> TASK DIRECTIONS: Character for character, give back every line below.

Saved entries:

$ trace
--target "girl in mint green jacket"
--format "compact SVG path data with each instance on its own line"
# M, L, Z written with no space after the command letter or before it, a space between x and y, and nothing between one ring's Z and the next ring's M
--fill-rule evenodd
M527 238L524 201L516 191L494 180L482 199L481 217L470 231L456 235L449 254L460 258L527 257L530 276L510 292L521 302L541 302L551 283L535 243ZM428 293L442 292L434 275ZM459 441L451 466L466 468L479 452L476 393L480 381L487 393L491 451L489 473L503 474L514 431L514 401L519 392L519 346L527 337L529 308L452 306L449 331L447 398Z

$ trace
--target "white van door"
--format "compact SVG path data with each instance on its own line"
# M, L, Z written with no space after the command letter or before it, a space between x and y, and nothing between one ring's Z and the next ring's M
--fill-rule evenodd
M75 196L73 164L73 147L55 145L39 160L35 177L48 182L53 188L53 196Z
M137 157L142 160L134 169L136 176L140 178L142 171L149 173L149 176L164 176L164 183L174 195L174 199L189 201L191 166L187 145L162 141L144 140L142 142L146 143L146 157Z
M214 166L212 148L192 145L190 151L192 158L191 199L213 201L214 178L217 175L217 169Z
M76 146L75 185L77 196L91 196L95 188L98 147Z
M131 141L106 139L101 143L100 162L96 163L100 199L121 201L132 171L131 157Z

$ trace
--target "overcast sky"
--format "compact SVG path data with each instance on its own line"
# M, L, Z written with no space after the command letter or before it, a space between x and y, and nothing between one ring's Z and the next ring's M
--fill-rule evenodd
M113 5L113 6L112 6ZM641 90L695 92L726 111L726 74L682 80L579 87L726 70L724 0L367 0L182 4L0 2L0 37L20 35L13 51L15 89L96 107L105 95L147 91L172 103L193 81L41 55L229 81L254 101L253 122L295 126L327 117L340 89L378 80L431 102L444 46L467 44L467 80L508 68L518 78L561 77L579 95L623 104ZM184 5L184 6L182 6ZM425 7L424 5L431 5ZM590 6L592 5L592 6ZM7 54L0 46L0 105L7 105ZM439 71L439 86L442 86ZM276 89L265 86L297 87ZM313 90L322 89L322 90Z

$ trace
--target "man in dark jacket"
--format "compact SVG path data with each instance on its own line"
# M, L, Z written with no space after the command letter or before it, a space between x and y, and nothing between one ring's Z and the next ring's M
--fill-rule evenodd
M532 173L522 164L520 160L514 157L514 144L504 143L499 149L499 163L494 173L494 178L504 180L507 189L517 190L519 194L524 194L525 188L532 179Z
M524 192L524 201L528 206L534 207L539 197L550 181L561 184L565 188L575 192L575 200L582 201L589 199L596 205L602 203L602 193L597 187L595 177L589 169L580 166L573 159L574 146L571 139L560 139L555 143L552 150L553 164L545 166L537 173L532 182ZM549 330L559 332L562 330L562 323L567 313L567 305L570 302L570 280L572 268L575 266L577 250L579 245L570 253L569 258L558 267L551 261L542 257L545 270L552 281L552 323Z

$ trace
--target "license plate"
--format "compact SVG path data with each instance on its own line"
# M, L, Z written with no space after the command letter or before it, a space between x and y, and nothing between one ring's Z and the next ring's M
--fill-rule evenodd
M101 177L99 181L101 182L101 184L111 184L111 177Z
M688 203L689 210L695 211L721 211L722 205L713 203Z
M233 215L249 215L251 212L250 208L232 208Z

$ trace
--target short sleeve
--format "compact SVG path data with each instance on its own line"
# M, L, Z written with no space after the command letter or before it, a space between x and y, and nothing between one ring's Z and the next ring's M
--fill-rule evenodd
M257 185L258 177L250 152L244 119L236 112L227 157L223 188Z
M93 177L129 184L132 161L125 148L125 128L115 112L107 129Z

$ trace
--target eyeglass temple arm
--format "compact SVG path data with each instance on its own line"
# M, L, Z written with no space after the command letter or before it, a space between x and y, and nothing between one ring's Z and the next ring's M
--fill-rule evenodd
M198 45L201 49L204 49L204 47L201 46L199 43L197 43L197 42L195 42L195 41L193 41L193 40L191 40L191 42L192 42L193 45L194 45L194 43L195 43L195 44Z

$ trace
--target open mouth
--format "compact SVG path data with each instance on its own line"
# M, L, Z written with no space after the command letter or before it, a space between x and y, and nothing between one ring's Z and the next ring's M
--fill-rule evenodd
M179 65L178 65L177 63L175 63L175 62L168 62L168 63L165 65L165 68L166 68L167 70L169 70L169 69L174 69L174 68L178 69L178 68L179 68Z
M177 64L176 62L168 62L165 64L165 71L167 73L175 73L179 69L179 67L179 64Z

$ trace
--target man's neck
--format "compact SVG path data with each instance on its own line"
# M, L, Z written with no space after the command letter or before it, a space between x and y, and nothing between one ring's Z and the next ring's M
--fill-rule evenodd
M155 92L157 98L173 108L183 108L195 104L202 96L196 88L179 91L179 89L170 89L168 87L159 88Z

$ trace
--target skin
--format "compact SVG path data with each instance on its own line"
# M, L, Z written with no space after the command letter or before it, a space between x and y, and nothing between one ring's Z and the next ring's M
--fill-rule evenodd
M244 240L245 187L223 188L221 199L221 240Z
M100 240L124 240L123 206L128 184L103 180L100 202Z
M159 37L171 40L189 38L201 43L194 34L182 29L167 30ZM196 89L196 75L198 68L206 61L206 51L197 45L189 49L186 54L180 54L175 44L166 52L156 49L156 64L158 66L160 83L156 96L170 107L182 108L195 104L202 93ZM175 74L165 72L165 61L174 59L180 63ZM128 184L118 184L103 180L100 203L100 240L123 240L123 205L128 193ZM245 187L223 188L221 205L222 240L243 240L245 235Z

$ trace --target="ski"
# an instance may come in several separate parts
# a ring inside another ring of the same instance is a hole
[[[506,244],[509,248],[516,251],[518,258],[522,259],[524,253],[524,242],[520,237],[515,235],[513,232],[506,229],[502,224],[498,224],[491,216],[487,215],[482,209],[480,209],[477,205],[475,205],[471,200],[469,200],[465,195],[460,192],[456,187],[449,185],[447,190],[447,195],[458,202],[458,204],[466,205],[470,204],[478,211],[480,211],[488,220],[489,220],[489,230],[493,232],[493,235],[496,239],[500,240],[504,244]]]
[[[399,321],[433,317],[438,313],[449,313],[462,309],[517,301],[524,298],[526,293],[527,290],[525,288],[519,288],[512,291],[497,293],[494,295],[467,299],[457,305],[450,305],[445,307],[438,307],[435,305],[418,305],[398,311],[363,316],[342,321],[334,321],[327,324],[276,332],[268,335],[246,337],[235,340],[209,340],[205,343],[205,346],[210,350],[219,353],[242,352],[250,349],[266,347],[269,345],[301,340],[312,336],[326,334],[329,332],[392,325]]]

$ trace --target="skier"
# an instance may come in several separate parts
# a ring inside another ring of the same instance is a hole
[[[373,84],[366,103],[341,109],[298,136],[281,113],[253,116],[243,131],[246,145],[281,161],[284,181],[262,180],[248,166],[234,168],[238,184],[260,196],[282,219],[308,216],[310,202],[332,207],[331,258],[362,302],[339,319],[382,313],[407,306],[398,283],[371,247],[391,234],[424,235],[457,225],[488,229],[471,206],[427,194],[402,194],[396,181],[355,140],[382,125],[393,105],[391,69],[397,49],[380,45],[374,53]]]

> ANSWER AREA:
$ trace
--target "girl in mint green jacket"
--format "compact SVG path data with each instance on its own line"
# M, L, Z written with no space after the command letter or before it, a space between x and y, and nothing between one ring's Z and the next ring's M
--fill-rule evenodd
M527 238L524 201L516 191L494 180L482 199L481 217L470 231L456 235L449 254L460 258L527 257L530 276L510 292L521 302L541 302L551 283L535 243ZM428 293L442 292L434 275ZM459 441L451 466L466 468L479 452L476 393L480 381L487 393L491 451L489 473L503 474L514 431L514 401L519 392L519 346L527 337L529 308L452 306L449 331L447 398Z

$ trace
--target "white van door"
--format "compact SVG path data with each instance on its own line"
# M, L, Z written with no space after the command letter or before it, a space between x and y, and nothing between one ring's Z and the next ring's M
--fill-rule evenodd
M75 196L73 164L73 147L55 145L39 160L35 177L48 182L53 188L53 196Z
M137 157L142 160L134 169L136 176L140 178L142 171L149 173L149 176L164 176L164 183L174 195L174 199L189 201L191 166L187 145L162 141L144 140L142 142L146 143L146 157Z
M214 166L212 148L192 145L190 151L192 158L191 199L213 201L214 178L217 175L217 169Z
M76 146L75 185L77 196L91 196L95 188L98 147Z
M131 141L106 139L101 143L100 162L96 163L100 199L121 201L132 171L131 157Z

$ trace
--target "overcast sky"
--format "compact SVG path data with each instance on its own line"
# M, L, Z written with no space after the command letter or before it, a space between x and y, and nothing between one ring's Z and the next ring's M
--fill-rule evenodd
M113 5L113 6L112 6ZM641 90L695 92L726 111L726 74L682 80L579 87L726 70L724 0L367 0L182 4L0 2L0 37L20 35L13 51L15 89L96 107L105 95L147 91L172 103L193 81L41 55L229 81L254 101L253 122L295 126L327 117L340 89L378 80L431 102L444 46L467 44L467 80L508 68L518 78L561 77L579 95L623 104ZM184 5L184 6L182 6ZM425 7L424 5L431 5ZM590 6L592 5L592 6ZM7 54L0 46L0 105L7 105ZM439 71L439 86L442 86ZM276 89L265 86L297 87ZM313 90L322 89L322 90Z

$ trace
--target "man in dark jacket"
--format "compact SVG path data with each instance on its own line"
# M, L, Z written with no space after the command letter or before it, a space between x and y, and nothing between one ring's Z and the next ring's M
--fill-rule evenodd
M532 173L522 164L520 160L514 157L514 144L504 143L499 149L499 163L494 173L494 178L504 180L507 189L517 190L519 194L524 194L525 188L532 179Z
M524 192L524 201L528 206L534 207L539 197L550 181L561 184L565 188L575 192L575 200L582 201L589 199L596 205L602 203L602 193L597 187L595 177L589 169L580 166L573 159L574 146L571 139L560 139L555 143L552 150L553 164L545 166L537 173L532 182ZM549 330L559 332L562 330L562 323L567 313L567 305L570 302L570 280L572 268L575 266L577 250L579 245L570 253L569 258L558 267L551 261L542 257L545 270L552 281L552 323Z

$ trace
--target "license plate"
--format "compact SVG path data with each instance on its own line"
# M, L, Z written with no space after the command letter or before it, a space between x and y, and nothing between one ring's Z and the next ring's M
--fill-rule evenodd
M101 177L99 181L101 182L101 184L111 184L111 177Z
M688 203L689 210L695 211L721 211L722 205L713 203Z
M233 215L249 215L251 212L250 208L232 208Z

$ trace
--target short sleeve
--format "compact SVG path data with each instance on its own line"
# M, L, Z written with no space after the command letter or before it, a space between x and y, and nothing between one ring's Z and the next ring's M
--fill-rule evenodd
M257 185L258 177L250 152L244 119L236 112L227 157L223 188Z
M93 177L129 184L132 161L125 148L125 128L115 112L107 129Z

$ trace
--target eyeglass temple arm
--format "compact SVG path data with each instance on its own line"
# M, L, Z written with no space after the command letter or before it, a space between x and y, and nothing between one ring's Z and the next ring's M
--fill-rule evenodd
M198 45L201 49L204 49L204 47L201 46L199 43L197 43L197 42L195 42L195 41L193 41L193 40L191 40L191 42L192 42L193 45L194 45L194 43L195 43L195 44Z

$ trace
--target open mouth
--format "compact SVG path data with each instance on its own line"
# M, L, Z written with no space after the command letter or before it, a space between x and y, and nothing between one ring's Z and the next ring's M
--fill-rule evenodd
M179 65L178 65L177 63L175 63L175 62L168 62L168 63L165 65L165 68L166 68L167 70L169 70L169 69L174 69L174 68L178 69L178 68L179 68Z
M177 64L176 62L168 62L165 64L165 71L167 73L175 73L179 69L179 67L179 64Z

$ trace
--target man's neck
--format "compact SVG path data with each instance on its own line"
# M, L, Z written with no space after the command letter or before it, a space between x and y, and nothing between one ring's Z and the next ring's M
--fill-rule evenodd
M155 92L157 98L173 108L183 108L195 104L202 96L196 88L179 91L179 89L170 89L168 87L159 88Z

$ trace
--target skin
--format "compact SVG path data with each instance on its own line"
# M, L, Z written with no space after the command letter or before it, a space between x and y, and nothing between one ring's Z and the next ring's M
--fill-rule evenodd
M244 240L245 187L223 188L221 199L221 240Z
M100 240L124 240L123 206L128 184L103 180L100 202Z
M159 37L171 40L189 38L201 43L194 34L182 29L167 30ZM196 89L196 75L198 68L206 61L206 51L197 45L189 49L186 54L180 54L175 44L166 52L156 49L156 64L158 66L160 83L156 96L170 107L182 108L195 104L202 93ZM175 74L165 72L165 61L174 59L180 63ZM128 184L118 184L103 180L100 203L100 240L123 240L123 205L128 193ZM245 187L223 188L221 205L222 240L243 240L245 235Z

$ trace --target="ski"
# an instance may come in several separate parts
# a ring inside another ring of the same instance is a hole
[[[506,244],[509,248],[516,251],[518,258],[522,259],[524,253],[524,242],[520,237],[515,235],[513,232],[506,229],[502,224],[498,224],[491,216],[487,215],[482,209],[480,209],[477,205],[475,205],[471,200],[469,200],[465,195],[460,192],[456,187],[449,185],[447,190],[447,195],[458,202],[458,204],[466,205],[470,204],[478,211],[480,211],[488,220],[489,220],[489,230],[493,232],[493,235],[496,239],[500,240],[504,244]]]
[[[399,321],[433,317],[438,313],[449,313],[462,309],[517,301],[524,298],[526,293],[527,290],[525,288],[519,288],[512,291],[497,293],[494,295],[467,299],[457,305],[450,305],[445,307],[438,307],[435,305],[418,305],[398,311],[363,316],[342,321],[334,321],[327,324],[276,332],[268,335],[246,337],[235,340],[209,340],[205,343],[205,346],[210,350],[219,353],[242,352],[250,349],[266,347],[269,345],[301,340],[312,336],[326,334],[329,332],[392,325]]]

$ trace --target="skier"
# an instance may come in several separate parts
# a ring inside another ring of the same instance is a hole
[[[373,84],[366,103],[341,109],[298,136],[281,113],[253,116],[243,131],[246,145],[281,161],[284,181],[262,180],[248,166],[234,168],[238,184],[260,196],[282,219],[308,216],[310,202],[332,207],[331,258],[362,302],[339,319],[382,313],[407,306],[398,283],[371,247],[391,234],[424,235],[457,225],[488,229],[471,206],[427,194],[402,194],[396,181],[355,140],[382,125],[393,105],[391,69],[397,49],[380,45],[374,53]]]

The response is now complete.